**ESERCIZIO PROPOSTO A**
Indica quante righe delle voci contengono la parola "branch", distinguendo tra maiuscole e minuscole. Rispondi soltanto con il numero.

Il Sole 28.6.16
Un divorzio troppo semplice
Così la roulette russa entra nelle urne
di Kenneth Rogoff
La
reale follia del voto del Regno Unito a favore dell’uscita dall’Unione
europea non è stata quella della leadership britannica che ha osato
chiedere alla popolazione di soppesare i vantaggi della permanenza
nell’Ue rispetto alle pressioni immigratorie che essa esercita. La vera
follia è stata quella di aver fissato una soglia assurdamente bassa per
uscire dall’Ue, che ha richiesto soltanto la maggioranza semplice. Se si
tiene conto dell’affluenza del 70% al referendum, ciò significa che la
campagna per il “leave” ha vinto con un sostegno effettivo pari soltanto
al 36% degli aventi diritto al voto.
Questa non è democrazia: è
la roulette russa delle repubbliche. Si è presa una decisione dalle
conseguenze immense – molto più importanti rispetto all’emendamento
della Costituzione del Paese – senza predisporre alcun adeguato sistema
di controllo reciproco.
Il voto andrà ripetuto dopo un anno, per
sicurezza? No. La maggioranza parlamentare deve esprimersi in senso
favorevole alla Brexit? A quanto sembra no. La popolazione del Regno
Unito sapeva per davvero per che cosa si stesse esprimendo? No, nella
maniera più assoluta. Nessuno ha la più pallida idea delle conseguenze
dell’esito referendario, sia per ciò che concerne il Regno Unito nel
sistema commerciale globale, sia per le ripercussioni sulla sua
stabilità politica interna. Temo che non sia un bel quadro d’insieme.

Estratti di dati di etichettatura delle posizioni:
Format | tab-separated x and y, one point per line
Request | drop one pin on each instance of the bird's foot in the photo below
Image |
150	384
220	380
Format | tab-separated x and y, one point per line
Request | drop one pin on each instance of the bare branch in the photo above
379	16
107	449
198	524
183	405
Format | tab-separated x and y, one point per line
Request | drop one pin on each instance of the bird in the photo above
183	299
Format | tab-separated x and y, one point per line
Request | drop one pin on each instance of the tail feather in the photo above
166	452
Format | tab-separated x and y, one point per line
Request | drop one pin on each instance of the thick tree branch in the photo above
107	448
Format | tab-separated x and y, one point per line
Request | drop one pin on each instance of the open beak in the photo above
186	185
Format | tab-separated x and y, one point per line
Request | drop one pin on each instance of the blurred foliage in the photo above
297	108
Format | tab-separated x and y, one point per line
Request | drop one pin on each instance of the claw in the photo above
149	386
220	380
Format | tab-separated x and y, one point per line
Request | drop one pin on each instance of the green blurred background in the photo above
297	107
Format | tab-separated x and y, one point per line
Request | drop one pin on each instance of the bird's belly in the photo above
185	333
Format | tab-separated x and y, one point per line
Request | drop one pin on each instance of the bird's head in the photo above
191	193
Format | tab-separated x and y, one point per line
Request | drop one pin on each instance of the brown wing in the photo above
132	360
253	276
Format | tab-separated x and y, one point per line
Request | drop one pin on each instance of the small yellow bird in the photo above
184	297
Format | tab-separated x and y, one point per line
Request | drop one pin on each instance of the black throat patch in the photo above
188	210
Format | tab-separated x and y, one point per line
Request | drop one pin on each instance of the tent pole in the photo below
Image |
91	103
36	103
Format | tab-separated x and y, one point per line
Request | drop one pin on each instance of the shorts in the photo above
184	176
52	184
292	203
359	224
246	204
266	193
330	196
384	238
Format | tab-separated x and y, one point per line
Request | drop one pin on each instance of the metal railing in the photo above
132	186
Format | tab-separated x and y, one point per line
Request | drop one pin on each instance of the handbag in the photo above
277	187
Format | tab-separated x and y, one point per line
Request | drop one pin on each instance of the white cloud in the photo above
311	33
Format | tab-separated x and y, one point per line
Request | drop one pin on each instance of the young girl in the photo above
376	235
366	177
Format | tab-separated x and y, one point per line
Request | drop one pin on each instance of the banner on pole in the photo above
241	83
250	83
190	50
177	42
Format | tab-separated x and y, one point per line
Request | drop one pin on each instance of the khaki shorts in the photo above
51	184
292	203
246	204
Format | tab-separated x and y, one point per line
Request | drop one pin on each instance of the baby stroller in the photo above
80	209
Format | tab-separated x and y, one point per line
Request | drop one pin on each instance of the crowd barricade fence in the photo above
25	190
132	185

**ESERCIZIO PROPOSTO B**
Continua l'articolo sul voto per la Brexit, riprendendo subito dopo l'ultima frase riportata.

**SOLUZIONE DELL'ESERCIZIO A**
2

**SOLUZIONE DELL'ESERCIZIO B**
In
Occidente si è fortunati a vivere in un’epoca di pace. Al variare delle
circostanze e delle priorità è possibile reagire in maniera adeguata
con metodi democratici, senza scatenare conflitti. Ma che cosa si
intende, di preciso, quando si parla di iter democratico allorché si
devono prendere decisioni irreversibili che hanno importanza
determinante per la vita della nazione? È sufficiente l’approvazione di
un risicato 52% per una rottura di questa portata?
La maggior
parte delle società prevede per il divorzio di una coppia più passaggi e
ostacoli da superare di quanti ne abbia previsti il governo di David
Cameron per uscire dall’Ue. Questo gioco non l’hanno inventato i
Brexiteer: abbondano i precedenti, compresi i casi della Scozia nel 2014
e del Québec nel 1995. Finora, però, il tamburodella pistola non si era
mai fermato in corrispondenza della pallottola in canna: adesso che
l’ha fatto, è giunto il momento di riconsiderare le regole del gioco.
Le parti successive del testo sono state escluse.